Supplied text:

####

The Chinese government exerts substantial influence over the manner in which we must conduct our business activitiesWe are currently not required to obtain approval from Chinese authorities to list on U.S. exchanges. However, to the extent that the Chinese government exerts more control over offerings conducted overseas and/or foreign investment in China-based issuers over time and if our PRC subsidiaries or the holding company were required to obtain approval in the future and were denied permission from Chinese authorities to list on U.S. exchanges, we will not be able to continue listing on U.S. exchange and the value of our common stock may significantly decline or become worthless, which would materially affect the interest of the investors.

 

The Chinese government has exercised and continues to exercise substantial control over virtually every sector of the Chinese economy through regulation and state ownership. Our ability to operate in Hong Kong may be harmed by changes in its laws and regulations, including those relating to taxation, environmental regulations, land use rights, property and other matters. The central or local governments of these jurisdictions may impose new, stricter regulations or interpretations of existing regulations that would require additional expenditures and efforts on our part to ensure our compliance with such regulations or interpretations. Accordingly, government actions in the future, including any decision not to continue to support recent economic reforms and to return to a more centrally planned economy or regional or local variations in the implementation of economic policies, could have a significant effect on economic conditions in China or particular regions thereof, and could require us to divest ourselves of any interest we then hold in Chinese properties.

 

For example, the Chinese cybersecurity regulator announced on July 2 that it had begun an investigation of Didi Global Inc. (NYSE: DIDI) and two days later ordered that the company’s app be removed from smartphone app stores.

####

Stated task 1: Reproduce the entries word for word, from their first line through the line containing "evenodd fill-rule".

Records for this task:
####

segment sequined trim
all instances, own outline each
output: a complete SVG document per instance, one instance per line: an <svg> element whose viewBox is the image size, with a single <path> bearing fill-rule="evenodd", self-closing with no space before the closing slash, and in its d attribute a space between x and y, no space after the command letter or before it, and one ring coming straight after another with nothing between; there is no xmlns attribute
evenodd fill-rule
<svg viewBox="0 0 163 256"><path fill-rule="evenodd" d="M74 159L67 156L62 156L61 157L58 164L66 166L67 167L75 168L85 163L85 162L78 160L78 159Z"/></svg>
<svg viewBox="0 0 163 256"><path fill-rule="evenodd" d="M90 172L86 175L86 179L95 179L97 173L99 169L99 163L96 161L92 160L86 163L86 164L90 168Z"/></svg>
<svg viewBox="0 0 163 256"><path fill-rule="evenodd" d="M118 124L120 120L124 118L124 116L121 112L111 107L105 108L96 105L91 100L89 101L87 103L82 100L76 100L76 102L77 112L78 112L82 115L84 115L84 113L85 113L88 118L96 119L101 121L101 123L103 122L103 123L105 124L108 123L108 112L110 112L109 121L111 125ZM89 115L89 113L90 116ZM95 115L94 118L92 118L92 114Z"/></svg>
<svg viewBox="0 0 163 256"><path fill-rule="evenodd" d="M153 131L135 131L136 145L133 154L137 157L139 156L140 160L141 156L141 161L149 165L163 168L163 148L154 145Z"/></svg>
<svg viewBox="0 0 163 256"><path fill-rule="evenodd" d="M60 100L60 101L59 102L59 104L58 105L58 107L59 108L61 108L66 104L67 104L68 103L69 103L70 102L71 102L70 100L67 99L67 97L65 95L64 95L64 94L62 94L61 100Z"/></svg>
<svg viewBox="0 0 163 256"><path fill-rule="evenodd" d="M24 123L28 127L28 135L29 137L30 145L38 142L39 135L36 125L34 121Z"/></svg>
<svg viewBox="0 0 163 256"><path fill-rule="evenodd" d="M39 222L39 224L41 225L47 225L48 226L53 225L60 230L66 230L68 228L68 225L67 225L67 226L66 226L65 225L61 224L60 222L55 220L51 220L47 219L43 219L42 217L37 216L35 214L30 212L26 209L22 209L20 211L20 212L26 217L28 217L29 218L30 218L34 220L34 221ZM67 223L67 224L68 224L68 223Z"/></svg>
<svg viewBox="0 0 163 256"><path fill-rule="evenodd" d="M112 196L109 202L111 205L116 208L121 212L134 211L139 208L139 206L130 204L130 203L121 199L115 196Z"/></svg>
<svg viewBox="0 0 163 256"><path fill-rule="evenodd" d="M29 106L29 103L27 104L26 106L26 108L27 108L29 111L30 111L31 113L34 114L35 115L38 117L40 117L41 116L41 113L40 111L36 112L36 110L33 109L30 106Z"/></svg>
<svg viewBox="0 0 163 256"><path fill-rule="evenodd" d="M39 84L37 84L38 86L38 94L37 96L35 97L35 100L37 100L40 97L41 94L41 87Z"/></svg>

####

Stated task 2: Carry the passage on Chinese government influence over the company's business forward from its last sentence.

Exercise result 1:
segment sequined trim
all instances, own outline each
output: a complete SVG document per instance, one instance per line: an <svg> element whose viewBox is the image size, with a single <path> bearing fill-rule="evenodd", self-closing with no space before the closing slash, and in its d attribute a space between x and y, no space after the command letter or before it, and one ring coming straight after another with nothing between; there is no xmlns attribute
evenodd fill-rule

Exercise result 2:
As such, the Company’s business segments may be subject to various government and regulatory interference in the provinces in which they operate. The Company could be subject to regulation by various political and regulatory entities, including various local and municipal agencies and government sub-divisions. The Company may incur increased costs necessary to comply with existing and newly adopted laws and regulations or penalties for any failure to comply. The Company’s operations could be adversely affected, directly or indirectly, by existing or future laws and regulations relating to its business or industry. Given that the Chinese government may intervene or influence our operations at any time, it could result in a material change in our operation and the value of our common stock. Given recent statements by the Chinese government indicating an intent to exert more oversight and control over offerings that are conducted overseas, any such action could significantly limit or completely hinder our ability to offer or continue to offer securities to investors and cause the value of such securities to significantly decline or be worthless.

 

Furthermore, it is uncertain when and whether the Company will be required to obtain permission from the PRC government to list on U.S. exchanges in the future, and even when such permission is obtained, whether it will be denied or rescinded. Although the Company is currently not required to obtain permission from any of the PRC federal or local government to obtain such permission and has not received any denial to list on the U.S. exchange, our operations could be adversely affected, directly or indirectly, by existing or future laws and regulations relating to its business or industry. As a result, our common stock may decline in value dramatically or even become worthless should we become subject to new requirement to obtain permission from the PRC government to list on U.S. exchange in the future.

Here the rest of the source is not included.